--- What this task involves ---
Swap "one dot apiece" for "one point each" everywhere in the listing below, and write the listing out again with nothing else changed. Leave the pictures out of your answer.
# start of Record list
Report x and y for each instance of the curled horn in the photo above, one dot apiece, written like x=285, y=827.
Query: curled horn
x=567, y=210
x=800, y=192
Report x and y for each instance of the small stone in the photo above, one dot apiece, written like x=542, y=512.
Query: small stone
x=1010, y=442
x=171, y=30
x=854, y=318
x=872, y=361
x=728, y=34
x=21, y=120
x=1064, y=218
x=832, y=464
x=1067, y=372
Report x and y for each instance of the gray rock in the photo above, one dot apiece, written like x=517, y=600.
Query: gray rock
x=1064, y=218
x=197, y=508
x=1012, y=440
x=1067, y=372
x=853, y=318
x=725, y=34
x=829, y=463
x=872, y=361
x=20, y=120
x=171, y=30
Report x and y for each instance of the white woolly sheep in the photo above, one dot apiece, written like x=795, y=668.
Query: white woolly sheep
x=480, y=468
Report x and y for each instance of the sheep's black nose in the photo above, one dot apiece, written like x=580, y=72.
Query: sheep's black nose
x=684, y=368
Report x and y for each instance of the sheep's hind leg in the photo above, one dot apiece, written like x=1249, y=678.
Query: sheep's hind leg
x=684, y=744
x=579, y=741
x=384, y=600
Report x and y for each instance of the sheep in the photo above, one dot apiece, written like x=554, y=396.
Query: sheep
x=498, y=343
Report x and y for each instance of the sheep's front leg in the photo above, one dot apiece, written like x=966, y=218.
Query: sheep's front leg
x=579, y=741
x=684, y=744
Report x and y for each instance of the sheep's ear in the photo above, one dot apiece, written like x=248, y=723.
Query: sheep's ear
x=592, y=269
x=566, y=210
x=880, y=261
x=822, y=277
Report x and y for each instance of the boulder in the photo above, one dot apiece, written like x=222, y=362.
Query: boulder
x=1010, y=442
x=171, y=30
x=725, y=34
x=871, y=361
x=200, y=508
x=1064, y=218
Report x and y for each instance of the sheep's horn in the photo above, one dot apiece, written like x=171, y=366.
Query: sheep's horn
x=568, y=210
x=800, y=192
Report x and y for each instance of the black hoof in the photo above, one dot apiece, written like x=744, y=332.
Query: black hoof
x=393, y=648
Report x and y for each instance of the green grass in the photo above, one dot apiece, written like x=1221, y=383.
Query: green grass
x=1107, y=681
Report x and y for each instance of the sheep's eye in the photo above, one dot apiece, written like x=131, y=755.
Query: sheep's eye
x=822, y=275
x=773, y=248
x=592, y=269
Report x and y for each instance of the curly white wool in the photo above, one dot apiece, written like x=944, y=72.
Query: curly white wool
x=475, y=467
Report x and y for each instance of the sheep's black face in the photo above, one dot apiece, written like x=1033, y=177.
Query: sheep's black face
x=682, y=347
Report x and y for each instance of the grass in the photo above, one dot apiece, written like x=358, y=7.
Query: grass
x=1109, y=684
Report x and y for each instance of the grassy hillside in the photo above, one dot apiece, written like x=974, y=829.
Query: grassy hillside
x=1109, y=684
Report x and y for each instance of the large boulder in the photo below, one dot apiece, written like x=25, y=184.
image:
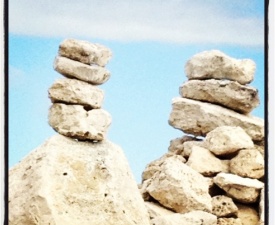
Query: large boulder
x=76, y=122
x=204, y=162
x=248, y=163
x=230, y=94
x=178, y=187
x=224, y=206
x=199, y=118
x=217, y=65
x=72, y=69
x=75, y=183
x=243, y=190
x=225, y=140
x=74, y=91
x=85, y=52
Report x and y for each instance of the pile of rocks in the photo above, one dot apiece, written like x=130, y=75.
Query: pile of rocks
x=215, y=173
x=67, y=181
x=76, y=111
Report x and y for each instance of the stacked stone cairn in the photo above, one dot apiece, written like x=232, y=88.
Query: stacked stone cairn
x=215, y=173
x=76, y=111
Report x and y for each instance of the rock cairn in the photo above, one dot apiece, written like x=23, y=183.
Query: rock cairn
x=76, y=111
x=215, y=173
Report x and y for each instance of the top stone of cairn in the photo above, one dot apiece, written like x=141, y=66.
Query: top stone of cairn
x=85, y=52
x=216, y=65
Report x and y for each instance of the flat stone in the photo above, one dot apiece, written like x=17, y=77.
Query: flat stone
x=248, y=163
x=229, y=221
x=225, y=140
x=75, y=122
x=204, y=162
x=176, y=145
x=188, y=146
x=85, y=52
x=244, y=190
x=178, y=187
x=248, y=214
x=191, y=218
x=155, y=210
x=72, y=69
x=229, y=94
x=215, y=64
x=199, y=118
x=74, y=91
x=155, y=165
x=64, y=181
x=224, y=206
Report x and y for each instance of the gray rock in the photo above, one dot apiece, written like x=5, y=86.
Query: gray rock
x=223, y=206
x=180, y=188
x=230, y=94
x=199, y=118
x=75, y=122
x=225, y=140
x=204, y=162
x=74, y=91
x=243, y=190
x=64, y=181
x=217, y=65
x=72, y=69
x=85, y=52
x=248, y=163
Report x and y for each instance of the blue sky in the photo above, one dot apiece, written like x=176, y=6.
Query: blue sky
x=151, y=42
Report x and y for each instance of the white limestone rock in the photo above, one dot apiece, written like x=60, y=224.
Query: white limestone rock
# end of Record list
--- Response to the exercise ---
Report x and y for each instance of the curled horn in the photo above, one point each, written like x=285, y=827.
Query: curled horn
x=567, y=210
x=800, y=192
Report x and y for each instance of the small stone in the photo above, one point each, written like x=542, y=512.
Query: small stone
x=1010, y=442
x=171, y=30
x=854, y=318
x=872, y=361
x=728, y=34
x=21, y=120
x=1064, y=218
x=832, y=464
x=1067, y=372
Report x and y for each instance of the gray rock in the photo above, one point each, written like x=517, y=600.
Query: gray rock
x=1064, y=218
x=197, y=508
x=1012, y=440
x=1067, y=372
x=853, y=318
x=725, y=34
x=829, y=463
x=872, y=361
x=20, y=120
x=171, y=30
Report x and y for each instance of the white woolly sheep in the photo above, one point each, written like x=795, y=668.
Query: white woolly sheep
x=480, y=468
Report x and y for each instance of the sheep's black nose in the photo above, one point each, written like x=580, y=72.
Query: sheep's black nose
x=684, y=368
Report x and y for each instance of the sheep's hind leg in the photo above, one point each, written like x=1249, y=678.
Query: sheep's hind leg
x=684, y=744
x=579, y=741
x=384, y=600
Report x and y for each instance of the sheep in the photo above, one point each, written like x=554, y=396.
Query: sheep
x=498, y=343
Report x and y for each instance of the sheep's front leg in the photo above, one point each, written like x=966, y=218.
Query: sheep's front leg
x=579, y=741
x=684, y=744
Report x and y for each instance of the sheep's ear in the photo above, one point each, written like x=248, y=723.
Query: sheep's ear
x=592, y=269
x=566, y=210
x=880, y=261
x=822, y=277
Report x and y for each instance of the boulder in the photo above, one point each, written like x=222, y=362.
Query: boulder
x=1010, y=442
x=171, y=30
x=725, y=34
x=871, y=361
x=200, y=508
x=1064, y=218
Report x and y for each instance of the sheep's horn in the photo above, one point each, written like x=171, y=366.
Query: sheep's horn
x=568, y=210
x=800, y=192
Report x and y for each instance of the black hoof in the photo above, one point each, written like x=744, y=332.
Query: black hoof
x=393, y=648
Report x and y for each instance of the green grass in the photo above, one point each, written like x=1221, y=383.
Query: green grass
x=1107, y=681
Report x and y for each instance of the sheep's eye in the photo above, one point each, written like x=131, y=755.
Query: sheep's eye
x=822, y=275
x=773, y=248
x=592, y=269
Report x and y for each instance of the curly white wool in the photo above, one point each, written like x=944, y=72.
Query: curly white wool
x=475, y=467
Report x and y for each instance of the sheep's black face in the photo above, one point each, written like x=1033, y=177.
Query: sheep's black face
x=682, y=347
Report x and y for each instance of the grass in the photo above, one point each, written like x=358, y=7.
Query: grass
x=1109, y=684
Report x and y for each instance of the grassy hillside in the photo above, one point each, written like x=974, y=829.
Query: grassy hillside
x=1109, y=684
Report x and y for each instance of the large boulder in the photo below, one point each, written like x=25, y=184.
image:
Query: large boulder
x=76, y=122
x=204, y=162
x=248, y=163
x=230, y=94
x=178, y=187
x=224, y=206
x=199, y=118
x=217, y=65
x=72, y=69
x=75, y=183
x=243, y=190
x=225, y=140
x=74, y=91
x=85, y=52
Report x and y for each instance of the pile of rocks in the photo above, one point each, written like x=130, y=75.
Query: pile of rocks
x=215, y=173
x=67, y=181
x=76, y=111
Report x and y for each instance of the stacked stone cairn in the photo above, one point each, written like x=232, y=88.
Query: stacked stone cairn
x=215, y=173
x=76, y=111
Report x and y for each instance of the rock cairn in the photo above, one point each, written like x=23, y=183.
Query: rock cairn
x=76, y=111
x=215, y=173
Report x and y for each instance of the top stone of cairn in the photo above, one point each, written like x=141, y=66.
Query: top stone of cairn
x=85, y=52
x=216, y=65
Report x and y for each instance of the flat stone in the photo above, one point each, written like x=17, y=77.
Query: flat stone
x=248, y=163
x=229, y=221
x=225, y=140
x=75, y=122
x=204, y=162
x=176, y=145
x=188, y=146
x=85, y=52
x=244, y=190
x=178, y=187
x=248, y=214
x=191, y=218
x=155, y=210
x=72, y=69
x=229, y=94
x=215, y=64
x=199, y=118
x=74, y=91
x=155, y=165
x=64, y=181
x=224, y=206
Report x and y for each instance of the gray rock in the photo above, one point each, written like x=5, y=86.
Query: gray rock
x=223, y=206
x=180, y=188
x=230, y=94
x=199, y=118
x=75, y=122
x=225, y=140
x=204, y=162
x=74, y=91
x=243, y=190
x=64, y=181
x=217, y=65
x=72, y=69
x=85, y=52
x=248, y=163
Report x and y for each instance of the blue sky in the photo above, one point each, written like x=176, y=6.
Query: blue sky
x=151, y=42
Report x and y for each instance of the white limestone rock in the photo above, one point each, written like x=60, y=224.
Query: white limestone rock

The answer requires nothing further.